### Exercise description
Carry the records over from their first line through the line holding "[426,16,601,70]", inclusive, keeping the request lines and adding 88 to every number in the box coordinates.

### Records for the exercise
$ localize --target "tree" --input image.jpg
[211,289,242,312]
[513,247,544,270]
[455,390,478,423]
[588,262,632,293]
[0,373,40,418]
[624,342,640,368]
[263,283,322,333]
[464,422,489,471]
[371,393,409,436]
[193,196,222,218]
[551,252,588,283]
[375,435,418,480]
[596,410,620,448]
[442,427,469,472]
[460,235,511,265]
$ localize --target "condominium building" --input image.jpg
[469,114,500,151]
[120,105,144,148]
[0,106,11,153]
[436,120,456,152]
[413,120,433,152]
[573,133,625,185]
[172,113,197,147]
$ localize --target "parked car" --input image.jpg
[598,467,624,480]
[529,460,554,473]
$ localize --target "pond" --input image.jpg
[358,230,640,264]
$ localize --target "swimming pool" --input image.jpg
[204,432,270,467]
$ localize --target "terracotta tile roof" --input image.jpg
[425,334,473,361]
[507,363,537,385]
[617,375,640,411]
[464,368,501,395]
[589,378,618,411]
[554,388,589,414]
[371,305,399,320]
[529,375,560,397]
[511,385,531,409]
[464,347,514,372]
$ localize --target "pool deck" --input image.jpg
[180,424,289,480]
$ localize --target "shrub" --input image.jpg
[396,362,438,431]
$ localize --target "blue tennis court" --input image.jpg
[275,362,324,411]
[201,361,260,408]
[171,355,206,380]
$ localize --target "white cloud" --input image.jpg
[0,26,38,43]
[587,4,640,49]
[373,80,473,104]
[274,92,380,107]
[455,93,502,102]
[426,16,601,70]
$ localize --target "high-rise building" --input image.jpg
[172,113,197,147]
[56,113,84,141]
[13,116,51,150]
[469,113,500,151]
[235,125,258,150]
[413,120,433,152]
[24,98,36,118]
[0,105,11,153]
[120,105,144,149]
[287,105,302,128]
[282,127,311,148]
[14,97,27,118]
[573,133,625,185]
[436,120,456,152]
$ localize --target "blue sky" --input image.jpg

### Answer below
$ localize --target "tree" --input image.jpg
[299,377,330,400]
[601,335,632,358]
[543,478,566,511]
[676,350,720,381]
[88,461,128,506]
[712,430,728,456]
[351,371,410,421]
[552,510,577,559]
[459,481,497,524]
[281,284,310,306]
[639,340,676,371]
[463,523,506,568]
[684,498,708,536]
[530,515,557,560]
[548,323,599,353]
$ localize --target "condominium building" --input image.jpg
[557,202,588,239]
[208,193,232,236]
[88,194,99,241]
[524,208,544,240]
[501,208,521,240]
[661,221,713,273]
[260,201,285,235]
$ localize --target "parked car" --input image.jpg
[686,555,712,568]
[617,548,642,561]
$ localize --target "pond" --input image.jpg
[446,318,728,352]
$ localize --target "swimming pool" --input image.jpg
[292,520,358,555]
$ localize --target "terracotta tile roof" --input image.jpg
[513,422,561,449]
[595,451,625,473]
[705,463,728,499]
[552,456,589,483]
[677,466,706,499]
[642,476,677,502]
[459,393,487,408]
[617,463,648,485]
[599,473,619,497]
[552,435,602,460]
$ localize --target "pool deck" --input image.jpg
[268,512,377,568]
$ localize --target "shrub" --input image.jpg
[484,450,526,519]
$ localize --target "blue tennis court" --input image.jpg
[363,450,412,499]
[289,449,348,496]
[259,443,294,468]
$ localize --target "white cloud" --input image.jpg
[88,114,126,131]
[675,92,728,137]
[461,168,561,192]
[362,180,468,195]
[543,181,590,190]
[514,104,689,158]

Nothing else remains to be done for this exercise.